→ **EXERCISE**
Print all the records below exactly as they stand, but leave out the pictures.
DATA TO PROCESS section start
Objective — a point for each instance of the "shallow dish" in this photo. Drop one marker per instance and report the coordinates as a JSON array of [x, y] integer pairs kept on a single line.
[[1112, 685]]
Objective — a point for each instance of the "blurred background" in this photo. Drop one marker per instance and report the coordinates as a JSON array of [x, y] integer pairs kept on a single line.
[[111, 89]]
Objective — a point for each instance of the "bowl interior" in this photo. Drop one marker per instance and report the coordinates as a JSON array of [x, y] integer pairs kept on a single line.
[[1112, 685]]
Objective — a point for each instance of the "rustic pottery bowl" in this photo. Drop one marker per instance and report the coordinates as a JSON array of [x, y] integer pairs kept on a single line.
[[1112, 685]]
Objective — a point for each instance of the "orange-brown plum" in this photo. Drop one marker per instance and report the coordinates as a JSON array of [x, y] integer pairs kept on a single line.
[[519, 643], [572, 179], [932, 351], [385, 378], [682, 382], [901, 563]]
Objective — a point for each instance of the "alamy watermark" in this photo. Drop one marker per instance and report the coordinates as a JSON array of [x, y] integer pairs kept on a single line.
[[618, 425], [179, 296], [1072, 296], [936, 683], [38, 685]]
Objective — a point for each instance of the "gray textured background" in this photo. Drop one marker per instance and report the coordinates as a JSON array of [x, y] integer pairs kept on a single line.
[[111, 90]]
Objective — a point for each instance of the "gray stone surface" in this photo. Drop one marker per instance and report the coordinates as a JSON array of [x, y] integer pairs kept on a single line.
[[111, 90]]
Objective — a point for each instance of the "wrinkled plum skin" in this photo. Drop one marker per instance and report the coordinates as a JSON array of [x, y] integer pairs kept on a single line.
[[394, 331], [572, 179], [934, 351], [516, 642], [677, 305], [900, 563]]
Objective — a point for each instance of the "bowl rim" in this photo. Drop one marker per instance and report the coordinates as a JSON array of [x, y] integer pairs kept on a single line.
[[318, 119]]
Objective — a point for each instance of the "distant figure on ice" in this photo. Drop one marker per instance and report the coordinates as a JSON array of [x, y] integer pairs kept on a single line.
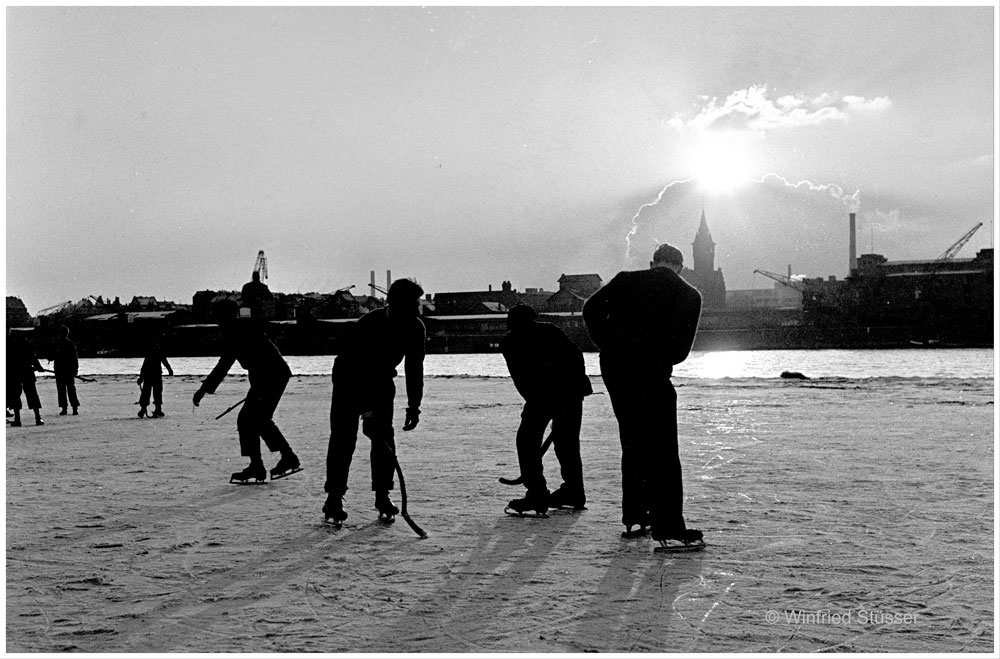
DATA TO PROCESS section end
→ **RESPONSE AREA**
Objective — a point for each instance of the "shallow dish" in this photo. Drop one marker per instance and report the coordinates as a JSON array of [x, y] integer pairs kept on a single line.
[[1112, 685]]
Objective — a point for each instance of the "blurred background" in this photo. Drop one marker per instance and report the coordinates as a JSON array of [x, y] integer pairs kept on a single line.
[[111, 89]]
Objective — a point for each instance of the "bowl interior" in this photo. Drop one marker per instance and report the coordinates as a JSON array of [x, y] integer pairs kept on a single line.
[[1112, 685]]
Objective — a point for each instance of the "rustic pottery bowl" in this photo. Drop one marker per instance and report the coordinates as a JSON array of [x, y] integer pairs kept on a single line.
[[1112, 685]]
Objective — a point for each instance of the "orange-brown plum" in this photo. Drop one marker per instance and report the coordinates as a JSON array of [x, y] integer pairs kept on a single line.
[[519, 643], [572, 179], [932, 351], [385, 378], [682, 382], [901, 563]]
Objective — a point for each instance of the "alamy watermark" in this photo. Drop one marker per instance and report the coordinates as a JSON array of [x, y] integer pairs kept on a single line.
[[618, 425], [179, 296], [1072, 296], [936, 683], [38, 685]]
Objective — a point for each instance of the "gray textured background" in this photo. Drop one marker per instance and report the coordinates as a JSON array of [x, y] integer pairs kept on a single line.
[[111, 90]]
Objective — a point for each instance of the "gray stone surface" in this photo. Drop one marker per instance and report the coordinates as a JSON array of [x, y] integer pairs kept on a single line.
[[111, 90]]
Objective — a point for each instance of the "wrinkled plum skin" in this photo. Drop one marker per instance and report the coordinates as a JSON array of [x, y] integer pairs kept on a single line.
[[394, 331], [572, 179], [934, 351], [516, 642], [677, 305], [900, 563]]
Objective — a point for each instance of the "bowl rim" in this photo. Drop one marker per instance and report the coordinates as a JSON array of [x, y] integer pairs kept on a single line.
[[318, 119]]
Objective — a point for each instance of the "distant figure on ice" in this photo. Drop one marker per instance and report the coordinates as a JSON array of [x, y] integer pairs kept on a single line.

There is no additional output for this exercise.